-- DOCUMENT SEGMENT follows --
Fall Processor Forum 2004 Wrap-Up

We trust you’ve read all of Mark Hachman’s excellent news reports located in our Fall Processor Forum main page. Mark provided insights on the upcoming AMD dual-core Opteron, Transmeta’s just-released TM8800 (aka “Efficeon 2”), and VIA/Centaur’s 64-bit-capable “CM” processor due in early 2006, along with various embedded processor news. In this wrap-up report, we’ll discuss the overarching themes at the show, review a fascinating technology keynote speech from IBM’s brilliant chief chip technologist Dr. Bernard Meyerson, highlight some very cool embedded processors announced at the show, and dig a bit deeper into the upcoming dual-core AMD Opteron.

Before we get started, let’s clear up any possible confusion regarding the origins of the Fall Processor Forum. You may recall the old “Microprocessor Forum” held every October for the past 16 years. Show operator In-Stat/MDR decided to combine Microprocessor Forum with its Embedded Processor Forum, broadening the scope of the show, and running the event semiannually. Thus we’ll now see a “Fall Processor Forum” and “Spring Processor Forum” on an ongoing basis. Moderated by Microprocessor Report analysts, and including presentations from numerous microprocessor architects, the Forums are clearly great venues for learning details of future microprocessor architectures along with market positioning. While other shows such as ISSCC or Hot Chips might deliver more technical depth, Processor Forum strikes a good balance between technology insight and market factors.

The show included technical presentations of many upcoming embedded and server processors, and even a few chips used in supercomputer applications, but there weren’t many new mainstream processors (likely a major reason the show was more lightly attended than in the past), and Intel again skipped presenting at the show (see below).

The common architectural theme in nearly all presentations was a move away from building complicated, higher megahertz single core processors, to embedding multiple existing cores on a single die. Over the past few months, AMD, Intel and others have disclosed future “dual-core” designs for server, workstation, and even mainstream desktop and mobile processors. Other key design trends included system-on-a-chip (SoC) architectures for embedded applications, and more aggressively managed power utilization for processor cores.
-- DOCUMENT SEGMENT concluded --
-- SUPPLIED INFORMATION follows --
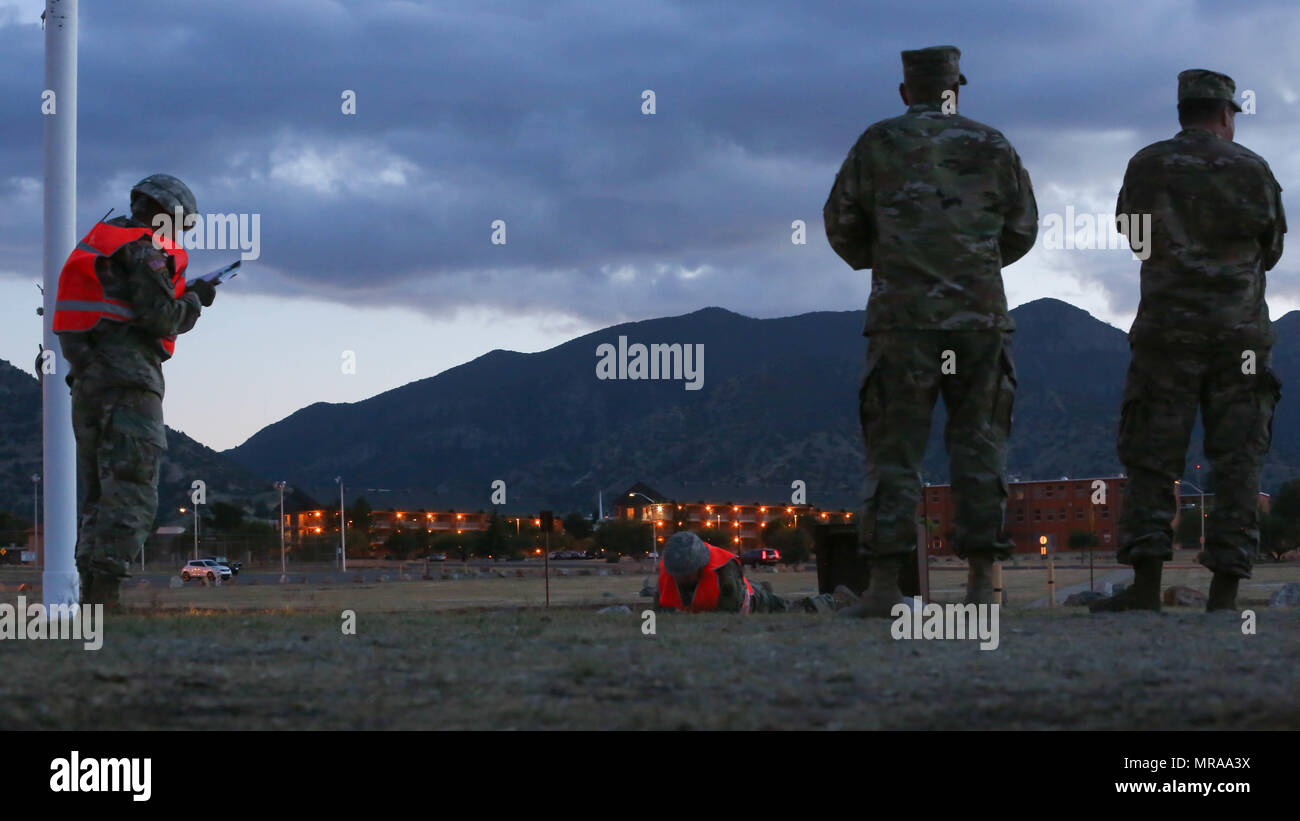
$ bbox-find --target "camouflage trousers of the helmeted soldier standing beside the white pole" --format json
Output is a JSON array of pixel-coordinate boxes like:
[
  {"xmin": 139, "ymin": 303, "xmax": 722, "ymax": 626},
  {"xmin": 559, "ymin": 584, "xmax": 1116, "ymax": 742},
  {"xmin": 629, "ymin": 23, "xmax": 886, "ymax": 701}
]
[{"xmin": 73, "ymin": 379, "xmax": 166, "ymax": 575}]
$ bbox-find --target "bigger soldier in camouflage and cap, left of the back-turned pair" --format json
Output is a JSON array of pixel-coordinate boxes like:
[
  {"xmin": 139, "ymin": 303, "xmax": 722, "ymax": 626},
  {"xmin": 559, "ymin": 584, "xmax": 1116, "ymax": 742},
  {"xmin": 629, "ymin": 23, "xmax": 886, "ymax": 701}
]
[{"xmin": 823, "ymin": 45, "xmax": 1037, "ymax": 616}]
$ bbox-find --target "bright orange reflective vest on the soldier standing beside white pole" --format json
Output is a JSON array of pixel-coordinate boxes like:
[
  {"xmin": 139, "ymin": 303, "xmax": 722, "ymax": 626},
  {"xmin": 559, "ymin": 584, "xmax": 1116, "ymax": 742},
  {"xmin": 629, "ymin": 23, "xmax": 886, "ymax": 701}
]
[{"xmin": 53, "ymin": 222, "xmax": 190, "ymax": 360}]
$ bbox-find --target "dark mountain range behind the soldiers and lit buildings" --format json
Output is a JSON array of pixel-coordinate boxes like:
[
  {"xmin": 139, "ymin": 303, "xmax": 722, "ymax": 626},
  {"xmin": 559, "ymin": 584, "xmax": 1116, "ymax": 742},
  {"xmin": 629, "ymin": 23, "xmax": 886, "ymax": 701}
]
[{"xmin": 0, "ymin": 299, "xmax": 1300, "ymax": 522}]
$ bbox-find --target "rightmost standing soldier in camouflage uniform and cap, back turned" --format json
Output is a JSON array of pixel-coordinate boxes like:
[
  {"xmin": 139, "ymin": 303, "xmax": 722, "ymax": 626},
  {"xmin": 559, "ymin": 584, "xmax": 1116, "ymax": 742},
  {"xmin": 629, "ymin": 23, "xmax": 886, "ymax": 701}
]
[{"xmin": 1092, "ymin": 69, "xmax": 1287, "ymax": 611}]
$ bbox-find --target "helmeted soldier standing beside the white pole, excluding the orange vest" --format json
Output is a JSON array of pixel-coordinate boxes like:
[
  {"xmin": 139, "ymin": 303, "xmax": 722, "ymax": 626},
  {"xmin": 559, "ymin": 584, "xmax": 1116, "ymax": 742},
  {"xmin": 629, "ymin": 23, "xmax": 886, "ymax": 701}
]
[{"xmin": 59, "ymin": 174, "xmax": 215, "ymax": 607}]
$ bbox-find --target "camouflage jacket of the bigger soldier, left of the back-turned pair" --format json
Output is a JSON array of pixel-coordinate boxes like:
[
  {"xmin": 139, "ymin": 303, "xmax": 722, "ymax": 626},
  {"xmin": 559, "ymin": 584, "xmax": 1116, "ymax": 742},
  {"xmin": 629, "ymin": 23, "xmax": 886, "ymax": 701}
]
[{"xmin": 822, "ymin": 103, "xmax": 1039, "ymax": 334}]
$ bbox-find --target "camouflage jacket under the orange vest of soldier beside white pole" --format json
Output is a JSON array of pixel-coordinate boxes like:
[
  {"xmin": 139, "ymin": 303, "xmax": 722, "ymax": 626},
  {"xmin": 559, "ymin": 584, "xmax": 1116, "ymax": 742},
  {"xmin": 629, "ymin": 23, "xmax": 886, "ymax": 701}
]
[{"xmin": 59, "ymin": 217, "xmax": 202, "ymax": 398}]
-- SUPPLIED INFORMATION concluded --
◆ ASSIGNMENT 1 ◆
Answer these questions from the Fall Processor Forum wrap-up.
(a) When is VIA/Centaur's 64-bit-capable "CM" processor due?
(b) For how many years was the old "Microprocessor Forum" held every October?
(c) Which company again skipped presenting at the show?
◆ ASSIGNMENT 2 ◆
Rewrite the stretch of the Fall Processor Forum wrap-up from "The show included" through "for processor cores.", substituting "high-performance computing" for "supercomputer".
◆ ASSIGNMENT 3 ◆
Write the next part of the Fall Processor Forum wrap-up, picking up after its final sentence.

◆ RESPONSE 1 ◆
(a) Early 2006
(b) 16 years
(c) Intel

◆ RESPONSE 2 ◆
The show included technical presentations of many upcoming embedded and server processors, and even a few chips used in high-performance computing applications, but there weren’t many new mainstream processors (likely a major reason the show was more lightly attended than in the past), and Intel again skipped presenting at the show (see below).

The common architectural theme in nearly all presentations was a move away from building complicated, higher megahertz single core processors, to embedding multiple existing cores on a single die. Over the past few months, AMD, Intel and others have disclosed future “dual-core” designs for server, workstation, and even mainstream desktop and mobile processors. Other key design trends included system-on-a-chip (SoC) architectures for embedded applications, and more aggressively managed power utilization for processor cores.

◆ RESPONSE 3 ◆
Why the move to dual/multi-core? Because it’s getting increasingly difficult to build ever more complex, out-of-order processors that squeeze more parallelism out of an instruction stream (though certain processor architectures might do a better job than others, and/or work more closely with compilers to expose more parallelism). Equally important, it’s hard to scale clock frequencies into the stratosphere, because power requirements become unwieldy, and generated heat becomes extremely difficult to dissipate. A more readily attainable way to higher performance for many application scenarios is to include multiple lower-clocked cores on a single die.

You probably recall Intel cancelled the Prescott follow-on processor codenamed Tejas, and the Xeon (Nocona) follow-on codenamed Jayhawk, because of the “thermal wall” encountered at high GHz levels (beyond 4GHz) in the 90nm fabrication process, according to Intel President Paul Otellini earlier this year. In fact, moving to dual-core designs over the next year was an abrupt “right-turn” in Intel’s roadmap per Otellini.

Dual-core, quad-core, and even higher numbers of processor cores embedded on specialized chips will provide significant performance boosts for multithreaded applications and multiprocessing scenarios. Many server workloads and certain multithreaded and multiprocessing workstation applications will reap immediate benefits from multiple cores. A whole bunch of multimedia and imaging applications running in a variety of devices will benefit from multi-core embedded processors and DSP designs, as will network switches.

Back to Intel: Unfortunately, the company’s been notably absent the past few years at the (Micro)Processor Forum, with the excuse that its own developer forums are held too close in time to the Processor Forum, and there’s nothing much new to present. This may be true to a certain extent, but there’s always new stuff, and one could speculate that Intel is uncomfortable disclosing upcoming processor details to a roomful of highly technical competitors, especially with all its product delivery hiccups over the past few years. We wish Intel would reconsider for the Spring Processor Forum, but we won’t get our hopes up.

In the following pages we’ll take a look at some of the show highlights, starting with the excellent keynote.

Dr. Bernard Meyerson, chief technologist and VP of IBM Microelectronics Systems and Technology Group, kicked off the conference with an interesting exploration into the factors making it much more difficult to attain a doubling of transistor densities every 18 months (Moore’s Law), while also keeping power consumption and current leakage manageable and devices possible to manufacture (gate oxide thicknesses are down to a handful of atoms).

The following slide depicts the typical silicon roadmap, showing the expected transitions to smaller manufacturing processes and commensurate improvements in performance. Dr. Myerson says that we can’t assume performance will scale with process technology shrinks, given the aforementioned challenges.

Per Dr. Meyerson, performance scaling is not directly implied by Moore’s Law, which relates to transistor feature size and densities on a chip. To obtain a doubling in performance every 18 months requires various other semiconductor and system design techniques.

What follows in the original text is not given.